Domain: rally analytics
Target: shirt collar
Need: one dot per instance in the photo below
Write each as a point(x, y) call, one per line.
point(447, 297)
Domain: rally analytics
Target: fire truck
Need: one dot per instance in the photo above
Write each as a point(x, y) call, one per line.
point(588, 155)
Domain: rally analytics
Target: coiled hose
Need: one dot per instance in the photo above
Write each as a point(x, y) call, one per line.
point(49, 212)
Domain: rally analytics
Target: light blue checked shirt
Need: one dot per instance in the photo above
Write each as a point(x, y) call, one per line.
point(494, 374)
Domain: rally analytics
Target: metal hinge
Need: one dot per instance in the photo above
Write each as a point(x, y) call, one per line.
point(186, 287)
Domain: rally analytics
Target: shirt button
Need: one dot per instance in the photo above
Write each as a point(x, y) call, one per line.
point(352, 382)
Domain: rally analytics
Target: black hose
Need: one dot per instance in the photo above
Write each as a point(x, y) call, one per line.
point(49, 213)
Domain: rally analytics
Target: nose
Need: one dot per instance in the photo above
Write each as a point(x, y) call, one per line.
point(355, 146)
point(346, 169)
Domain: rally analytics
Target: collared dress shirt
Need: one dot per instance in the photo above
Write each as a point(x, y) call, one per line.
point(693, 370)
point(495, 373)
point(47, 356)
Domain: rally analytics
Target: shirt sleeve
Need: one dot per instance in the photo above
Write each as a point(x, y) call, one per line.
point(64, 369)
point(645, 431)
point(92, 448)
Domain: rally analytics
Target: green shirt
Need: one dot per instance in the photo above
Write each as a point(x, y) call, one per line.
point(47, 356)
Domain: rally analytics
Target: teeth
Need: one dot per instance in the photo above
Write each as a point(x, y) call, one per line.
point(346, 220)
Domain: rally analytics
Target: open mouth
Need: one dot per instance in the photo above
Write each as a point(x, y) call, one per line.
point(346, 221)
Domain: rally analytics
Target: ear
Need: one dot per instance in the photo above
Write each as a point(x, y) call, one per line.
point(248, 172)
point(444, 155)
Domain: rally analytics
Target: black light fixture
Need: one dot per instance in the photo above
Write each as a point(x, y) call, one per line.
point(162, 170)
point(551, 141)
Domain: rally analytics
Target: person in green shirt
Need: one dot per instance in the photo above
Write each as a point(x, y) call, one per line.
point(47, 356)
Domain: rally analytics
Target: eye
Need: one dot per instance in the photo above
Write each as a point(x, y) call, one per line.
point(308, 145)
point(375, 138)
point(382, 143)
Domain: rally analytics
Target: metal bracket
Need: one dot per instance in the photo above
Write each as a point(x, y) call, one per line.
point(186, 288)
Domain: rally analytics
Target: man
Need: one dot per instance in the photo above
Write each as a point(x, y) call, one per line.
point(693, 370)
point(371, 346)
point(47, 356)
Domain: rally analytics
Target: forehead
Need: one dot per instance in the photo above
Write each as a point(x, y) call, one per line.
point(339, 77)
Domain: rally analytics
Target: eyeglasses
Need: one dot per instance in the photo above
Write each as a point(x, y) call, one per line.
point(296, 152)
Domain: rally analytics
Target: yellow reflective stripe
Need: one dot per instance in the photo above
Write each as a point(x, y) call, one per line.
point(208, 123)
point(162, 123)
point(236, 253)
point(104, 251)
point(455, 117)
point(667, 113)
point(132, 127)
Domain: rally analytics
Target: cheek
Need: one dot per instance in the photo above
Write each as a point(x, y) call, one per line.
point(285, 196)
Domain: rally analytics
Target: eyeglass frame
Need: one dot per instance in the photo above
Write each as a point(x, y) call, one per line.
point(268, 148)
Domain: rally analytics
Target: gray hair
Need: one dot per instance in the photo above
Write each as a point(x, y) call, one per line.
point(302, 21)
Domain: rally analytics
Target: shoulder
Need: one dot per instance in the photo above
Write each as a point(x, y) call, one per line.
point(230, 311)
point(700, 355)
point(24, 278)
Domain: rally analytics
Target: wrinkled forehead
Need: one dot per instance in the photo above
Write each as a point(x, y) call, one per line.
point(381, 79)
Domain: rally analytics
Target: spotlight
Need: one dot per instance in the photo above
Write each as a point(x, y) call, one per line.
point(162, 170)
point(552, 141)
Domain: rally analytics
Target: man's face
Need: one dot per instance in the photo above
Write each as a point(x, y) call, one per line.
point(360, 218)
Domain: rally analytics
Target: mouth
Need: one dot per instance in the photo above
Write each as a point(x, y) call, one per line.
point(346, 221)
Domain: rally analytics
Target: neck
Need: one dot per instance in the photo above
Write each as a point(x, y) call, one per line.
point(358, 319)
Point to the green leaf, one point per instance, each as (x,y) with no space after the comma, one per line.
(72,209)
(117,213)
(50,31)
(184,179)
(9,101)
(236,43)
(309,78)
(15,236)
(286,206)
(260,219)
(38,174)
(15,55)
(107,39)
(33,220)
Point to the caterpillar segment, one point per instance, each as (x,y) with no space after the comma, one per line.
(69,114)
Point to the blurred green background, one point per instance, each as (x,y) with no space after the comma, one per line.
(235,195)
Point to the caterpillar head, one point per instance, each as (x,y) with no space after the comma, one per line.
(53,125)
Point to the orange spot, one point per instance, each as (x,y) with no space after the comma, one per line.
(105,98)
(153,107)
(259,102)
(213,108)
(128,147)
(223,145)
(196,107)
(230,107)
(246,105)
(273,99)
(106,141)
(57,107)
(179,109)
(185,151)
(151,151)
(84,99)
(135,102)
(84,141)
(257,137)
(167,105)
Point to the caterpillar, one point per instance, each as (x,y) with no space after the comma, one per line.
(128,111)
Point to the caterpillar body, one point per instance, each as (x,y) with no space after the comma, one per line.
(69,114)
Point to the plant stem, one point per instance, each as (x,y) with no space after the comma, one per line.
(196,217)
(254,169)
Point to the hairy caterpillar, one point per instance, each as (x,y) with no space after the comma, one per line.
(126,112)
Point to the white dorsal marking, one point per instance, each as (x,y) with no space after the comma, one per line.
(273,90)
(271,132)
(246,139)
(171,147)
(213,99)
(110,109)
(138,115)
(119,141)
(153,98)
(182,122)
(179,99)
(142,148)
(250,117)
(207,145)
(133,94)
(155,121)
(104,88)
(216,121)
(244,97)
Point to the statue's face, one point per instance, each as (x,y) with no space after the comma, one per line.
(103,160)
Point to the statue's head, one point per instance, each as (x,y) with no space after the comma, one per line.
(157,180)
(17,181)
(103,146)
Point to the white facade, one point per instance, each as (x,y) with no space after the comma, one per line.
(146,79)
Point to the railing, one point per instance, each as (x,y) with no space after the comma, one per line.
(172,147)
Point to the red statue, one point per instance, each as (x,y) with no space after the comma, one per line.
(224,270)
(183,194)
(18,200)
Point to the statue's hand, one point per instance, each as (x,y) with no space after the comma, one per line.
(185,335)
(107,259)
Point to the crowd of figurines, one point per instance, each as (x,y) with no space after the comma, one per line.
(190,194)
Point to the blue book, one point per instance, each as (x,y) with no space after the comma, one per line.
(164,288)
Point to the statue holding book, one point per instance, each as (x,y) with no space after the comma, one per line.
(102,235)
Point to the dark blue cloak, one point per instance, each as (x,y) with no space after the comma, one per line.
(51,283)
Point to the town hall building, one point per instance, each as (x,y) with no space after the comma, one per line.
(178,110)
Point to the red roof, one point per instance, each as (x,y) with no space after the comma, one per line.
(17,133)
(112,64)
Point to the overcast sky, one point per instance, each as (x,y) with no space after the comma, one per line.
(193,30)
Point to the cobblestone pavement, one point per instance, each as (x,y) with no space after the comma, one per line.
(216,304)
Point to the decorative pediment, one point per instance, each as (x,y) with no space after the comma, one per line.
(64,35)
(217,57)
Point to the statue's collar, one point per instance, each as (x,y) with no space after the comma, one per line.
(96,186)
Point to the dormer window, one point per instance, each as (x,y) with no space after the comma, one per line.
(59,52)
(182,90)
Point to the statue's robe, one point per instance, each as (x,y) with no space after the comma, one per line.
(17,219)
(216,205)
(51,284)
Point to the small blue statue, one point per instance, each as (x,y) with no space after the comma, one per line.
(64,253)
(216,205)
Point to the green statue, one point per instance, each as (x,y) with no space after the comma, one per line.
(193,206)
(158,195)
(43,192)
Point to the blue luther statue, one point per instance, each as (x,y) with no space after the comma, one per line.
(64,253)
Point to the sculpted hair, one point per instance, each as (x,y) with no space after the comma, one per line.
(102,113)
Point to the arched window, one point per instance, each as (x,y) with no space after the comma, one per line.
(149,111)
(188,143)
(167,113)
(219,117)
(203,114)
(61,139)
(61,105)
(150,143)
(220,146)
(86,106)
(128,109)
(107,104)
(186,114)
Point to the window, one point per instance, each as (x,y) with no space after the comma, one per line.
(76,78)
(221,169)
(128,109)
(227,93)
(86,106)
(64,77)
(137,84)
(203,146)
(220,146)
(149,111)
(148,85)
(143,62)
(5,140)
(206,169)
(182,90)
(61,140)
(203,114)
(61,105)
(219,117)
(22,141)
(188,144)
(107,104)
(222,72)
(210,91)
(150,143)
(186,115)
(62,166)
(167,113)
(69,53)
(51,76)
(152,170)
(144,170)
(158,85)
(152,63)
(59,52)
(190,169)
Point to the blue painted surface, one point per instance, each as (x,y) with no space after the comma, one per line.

==========

# Task details
Every line in the data that holds the string "black" should be returned.

# Result of this task
Target: black hose
Target: black light fixture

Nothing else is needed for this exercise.